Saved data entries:
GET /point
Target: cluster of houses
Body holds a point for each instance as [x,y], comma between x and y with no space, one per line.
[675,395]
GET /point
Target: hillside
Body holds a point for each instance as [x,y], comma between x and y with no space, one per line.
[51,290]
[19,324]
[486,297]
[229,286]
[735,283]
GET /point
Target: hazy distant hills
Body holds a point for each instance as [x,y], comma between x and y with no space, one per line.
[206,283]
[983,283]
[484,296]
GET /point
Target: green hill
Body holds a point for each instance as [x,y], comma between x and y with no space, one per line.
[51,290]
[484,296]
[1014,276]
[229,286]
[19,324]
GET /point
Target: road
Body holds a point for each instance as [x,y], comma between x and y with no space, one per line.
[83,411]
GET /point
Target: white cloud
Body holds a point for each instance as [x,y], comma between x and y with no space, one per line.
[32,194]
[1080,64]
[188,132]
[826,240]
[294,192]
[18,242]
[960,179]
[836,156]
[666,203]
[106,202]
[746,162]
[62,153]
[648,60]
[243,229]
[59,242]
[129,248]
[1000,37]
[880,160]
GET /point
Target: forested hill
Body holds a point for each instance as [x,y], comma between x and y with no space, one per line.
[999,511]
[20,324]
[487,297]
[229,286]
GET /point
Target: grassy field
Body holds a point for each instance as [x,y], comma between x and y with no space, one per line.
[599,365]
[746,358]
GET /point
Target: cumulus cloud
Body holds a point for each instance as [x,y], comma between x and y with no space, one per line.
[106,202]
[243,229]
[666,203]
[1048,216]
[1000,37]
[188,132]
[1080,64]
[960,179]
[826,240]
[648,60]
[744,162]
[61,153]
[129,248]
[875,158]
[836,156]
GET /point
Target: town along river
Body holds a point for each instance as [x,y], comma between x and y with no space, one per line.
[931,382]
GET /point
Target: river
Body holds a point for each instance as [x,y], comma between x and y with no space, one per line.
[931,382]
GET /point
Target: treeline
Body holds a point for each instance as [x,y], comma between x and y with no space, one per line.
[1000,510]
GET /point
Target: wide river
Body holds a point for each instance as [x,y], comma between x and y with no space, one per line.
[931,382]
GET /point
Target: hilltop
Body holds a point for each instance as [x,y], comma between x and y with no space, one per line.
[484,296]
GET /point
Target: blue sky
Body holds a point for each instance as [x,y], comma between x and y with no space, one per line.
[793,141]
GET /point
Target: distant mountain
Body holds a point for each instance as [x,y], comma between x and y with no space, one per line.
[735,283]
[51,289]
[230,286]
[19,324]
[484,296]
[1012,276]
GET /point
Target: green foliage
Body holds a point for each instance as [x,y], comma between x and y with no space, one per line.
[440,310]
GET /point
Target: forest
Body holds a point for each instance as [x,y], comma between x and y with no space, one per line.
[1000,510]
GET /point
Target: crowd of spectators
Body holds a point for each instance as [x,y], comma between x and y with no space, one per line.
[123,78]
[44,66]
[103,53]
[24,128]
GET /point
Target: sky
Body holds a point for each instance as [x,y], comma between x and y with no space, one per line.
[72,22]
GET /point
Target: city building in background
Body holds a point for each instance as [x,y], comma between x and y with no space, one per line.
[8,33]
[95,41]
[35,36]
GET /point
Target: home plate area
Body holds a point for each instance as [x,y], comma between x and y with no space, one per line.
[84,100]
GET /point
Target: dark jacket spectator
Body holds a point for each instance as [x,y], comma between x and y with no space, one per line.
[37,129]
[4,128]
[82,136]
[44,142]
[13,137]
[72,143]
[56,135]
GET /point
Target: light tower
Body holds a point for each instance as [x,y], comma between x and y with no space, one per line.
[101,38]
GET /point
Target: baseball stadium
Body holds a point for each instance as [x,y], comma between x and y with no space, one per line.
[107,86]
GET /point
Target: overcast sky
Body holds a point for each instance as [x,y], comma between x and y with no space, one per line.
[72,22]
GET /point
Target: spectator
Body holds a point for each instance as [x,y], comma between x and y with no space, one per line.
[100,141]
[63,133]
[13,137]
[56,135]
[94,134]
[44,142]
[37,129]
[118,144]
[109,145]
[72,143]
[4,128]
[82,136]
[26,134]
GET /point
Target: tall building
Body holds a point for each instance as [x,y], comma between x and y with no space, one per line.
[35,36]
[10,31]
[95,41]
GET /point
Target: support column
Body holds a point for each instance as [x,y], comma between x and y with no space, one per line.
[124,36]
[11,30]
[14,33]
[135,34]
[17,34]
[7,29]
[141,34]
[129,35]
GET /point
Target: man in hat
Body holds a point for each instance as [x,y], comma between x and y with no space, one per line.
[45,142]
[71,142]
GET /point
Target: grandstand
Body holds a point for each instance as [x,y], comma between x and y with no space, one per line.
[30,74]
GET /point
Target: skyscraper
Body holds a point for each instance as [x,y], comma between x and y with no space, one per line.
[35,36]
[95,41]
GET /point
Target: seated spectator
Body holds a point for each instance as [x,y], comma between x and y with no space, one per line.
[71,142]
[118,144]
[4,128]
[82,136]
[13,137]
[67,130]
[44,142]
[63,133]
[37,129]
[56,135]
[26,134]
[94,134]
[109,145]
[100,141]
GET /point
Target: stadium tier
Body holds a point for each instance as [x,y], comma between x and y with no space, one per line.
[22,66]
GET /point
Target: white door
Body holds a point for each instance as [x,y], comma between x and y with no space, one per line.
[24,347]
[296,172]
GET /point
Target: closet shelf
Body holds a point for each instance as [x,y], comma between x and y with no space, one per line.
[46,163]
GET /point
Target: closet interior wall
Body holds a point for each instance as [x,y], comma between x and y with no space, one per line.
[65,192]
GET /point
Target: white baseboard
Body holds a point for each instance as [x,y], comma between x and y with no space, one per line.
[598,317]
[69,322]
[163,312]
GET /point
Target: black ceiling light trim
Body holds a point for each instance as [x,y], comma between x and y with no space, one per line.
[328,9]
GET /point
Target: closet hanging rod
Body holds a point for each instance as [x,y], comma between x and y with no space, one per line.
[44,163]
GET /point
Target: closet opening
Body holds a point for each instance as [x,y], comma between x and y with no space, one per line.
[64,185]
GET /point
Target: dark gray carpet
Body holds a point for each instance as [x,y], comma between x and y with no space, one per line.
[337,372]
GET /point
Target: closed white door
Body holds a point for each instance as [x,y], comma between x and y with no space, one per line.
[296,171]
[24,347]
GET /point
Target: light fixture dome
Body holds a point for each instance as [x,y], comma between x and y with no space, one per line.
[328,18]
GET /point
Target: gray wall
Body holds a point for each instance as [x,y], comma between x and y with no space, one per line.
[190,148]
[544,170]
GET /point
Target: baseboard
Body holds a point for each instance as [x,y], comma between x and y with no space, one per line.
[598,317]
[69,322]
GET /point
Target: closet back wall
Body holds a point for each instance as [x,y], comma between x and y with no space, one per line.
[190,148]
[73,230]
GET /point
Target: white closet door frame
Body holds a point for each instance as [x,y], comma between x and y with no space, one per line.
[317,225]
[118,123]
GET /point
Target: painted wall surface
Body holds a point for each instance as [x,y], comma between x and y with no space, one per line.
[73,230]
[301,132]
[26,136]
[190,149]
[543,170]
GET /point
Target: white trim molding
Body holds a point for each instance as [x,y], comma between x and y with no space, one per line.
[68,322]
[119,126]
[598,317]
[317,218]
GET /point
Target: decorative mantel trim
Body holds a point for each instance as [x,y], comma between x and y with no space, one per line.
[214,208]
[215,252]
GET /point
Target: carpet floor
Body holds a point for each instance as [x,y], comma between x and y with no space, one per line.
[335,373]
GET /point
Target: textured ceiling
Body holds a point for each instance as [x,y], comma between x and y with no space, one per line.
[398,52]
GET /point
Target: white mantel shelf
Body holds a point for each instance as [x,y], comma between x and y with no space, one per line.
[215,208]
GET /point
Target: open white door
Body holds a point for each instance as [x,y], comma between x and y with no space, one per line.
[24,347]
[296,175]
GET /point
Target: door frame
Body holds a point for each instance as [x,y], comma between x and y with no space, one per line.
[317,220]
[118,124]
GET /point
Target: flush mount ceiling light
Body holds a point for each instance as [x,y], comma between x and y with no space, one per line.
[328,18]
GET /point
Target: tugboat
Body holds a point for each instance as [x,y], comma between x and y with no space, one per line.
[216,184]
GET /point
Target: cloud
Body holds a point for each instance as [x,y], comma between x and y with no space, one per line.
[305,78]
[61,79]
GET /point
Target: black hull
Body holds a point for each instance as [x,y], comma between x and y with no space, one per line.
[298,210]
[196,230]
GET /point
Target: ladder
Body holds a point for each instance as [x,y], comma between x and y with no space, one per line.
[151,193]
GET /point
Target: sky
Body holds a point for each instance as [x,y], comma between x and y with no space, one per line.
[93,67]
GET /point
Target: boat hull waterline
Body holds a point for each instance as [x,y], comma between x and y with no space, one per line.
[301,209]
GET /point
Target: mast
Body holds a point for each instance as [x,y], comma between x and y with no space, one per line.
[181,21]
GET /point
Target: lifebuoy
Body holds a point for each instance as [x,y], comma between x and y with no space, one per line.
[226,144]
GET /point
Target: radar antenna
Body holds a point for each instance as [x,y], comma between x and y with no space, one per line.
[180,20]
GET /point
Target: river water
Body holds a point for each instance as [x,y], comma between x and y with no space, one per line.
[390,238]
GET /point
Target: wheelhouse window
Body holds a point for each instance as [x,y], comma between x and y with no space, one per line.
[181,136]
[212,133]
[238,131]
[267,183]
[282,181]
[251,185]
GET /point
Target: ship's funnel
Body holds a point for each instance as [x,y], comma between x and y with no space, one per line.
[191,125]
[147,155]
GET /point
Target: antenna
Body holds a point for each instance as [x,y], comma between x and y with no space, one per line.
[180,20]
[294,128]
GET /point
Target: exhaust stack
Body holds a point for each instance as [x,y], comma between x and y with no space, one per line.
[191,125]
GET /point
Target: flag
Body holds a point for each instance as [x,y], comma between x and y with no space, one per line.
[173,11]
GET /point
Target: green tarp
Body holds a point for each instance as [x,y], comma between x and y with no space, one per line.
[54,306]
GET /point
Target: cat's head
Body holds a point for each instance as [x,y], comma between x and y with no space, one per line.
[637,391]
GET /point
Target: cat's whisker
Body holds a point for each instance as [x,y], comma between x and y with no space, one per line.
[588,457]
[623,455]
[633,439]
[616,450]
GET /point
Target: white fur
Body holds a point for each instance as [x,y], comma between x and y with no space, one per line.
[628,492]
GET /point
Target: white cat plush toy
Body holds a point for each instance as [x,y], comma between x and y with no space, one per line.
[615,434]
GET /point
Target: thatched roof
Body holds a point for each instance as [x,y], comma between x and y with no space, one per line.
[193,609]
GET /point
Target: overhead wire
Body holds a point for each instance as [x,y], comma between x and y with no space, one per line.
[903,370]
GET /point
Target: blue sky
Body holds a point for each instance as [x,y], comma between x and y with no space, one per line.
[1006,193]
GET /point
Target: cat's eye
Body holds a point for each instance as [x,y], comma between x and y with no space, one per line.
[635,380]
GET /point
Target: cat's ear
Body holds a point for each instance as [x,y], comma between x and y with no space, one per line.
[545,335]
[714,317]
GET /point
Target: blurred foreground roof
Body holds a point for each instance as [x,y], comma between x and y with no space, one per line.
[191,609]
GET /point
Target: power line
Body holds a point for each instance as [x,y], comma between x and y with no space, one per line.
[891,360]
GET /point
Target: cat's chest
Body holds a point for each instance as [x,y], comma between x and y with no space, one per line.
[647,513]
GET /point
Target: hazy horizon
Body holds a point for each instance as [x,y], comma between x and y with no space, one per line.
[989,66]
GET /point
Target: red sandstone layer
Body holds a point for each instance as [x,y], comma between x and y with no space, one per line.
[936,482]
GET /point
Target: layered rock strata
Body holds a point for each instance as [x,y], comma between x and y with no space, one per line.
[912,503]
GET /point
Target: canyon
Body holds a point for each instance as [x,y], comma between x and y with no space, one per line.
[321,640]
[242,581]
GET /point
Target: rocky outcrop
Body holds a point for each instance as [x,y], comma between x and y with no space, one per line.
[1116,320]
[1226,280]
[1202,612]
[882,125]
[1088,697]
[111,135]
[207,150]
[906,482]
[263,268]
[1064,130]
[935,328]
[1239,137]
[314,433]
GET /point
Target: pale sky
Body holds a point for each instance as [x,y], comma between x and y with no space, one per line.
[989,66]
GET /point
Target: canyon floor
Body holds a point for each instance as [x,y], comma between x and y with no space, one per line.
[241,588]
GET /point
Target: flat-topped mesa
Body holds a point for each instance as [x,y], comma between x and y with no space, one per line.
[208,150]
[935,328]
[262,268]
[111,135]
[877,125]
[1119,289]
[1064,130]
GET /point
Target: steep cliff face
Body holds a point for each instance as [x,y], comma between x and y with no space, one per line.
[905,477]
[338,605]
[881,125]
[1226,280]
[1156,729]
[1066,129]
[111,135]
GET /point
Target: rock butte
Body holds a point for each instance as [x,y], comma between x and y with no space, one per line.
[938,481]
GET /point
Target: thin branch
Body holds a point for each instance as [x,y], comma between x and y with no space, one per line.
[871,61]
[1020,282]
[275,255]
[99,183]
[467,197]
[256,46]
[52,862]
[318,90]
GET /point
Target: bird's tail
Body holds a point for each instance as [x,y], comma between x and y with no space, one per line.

WRITTEN TASK: Pull out each line of the data above that contains the string "roof", and copy those lines.

RESULT:
Target: thatched roof
Target: blurred foreground roof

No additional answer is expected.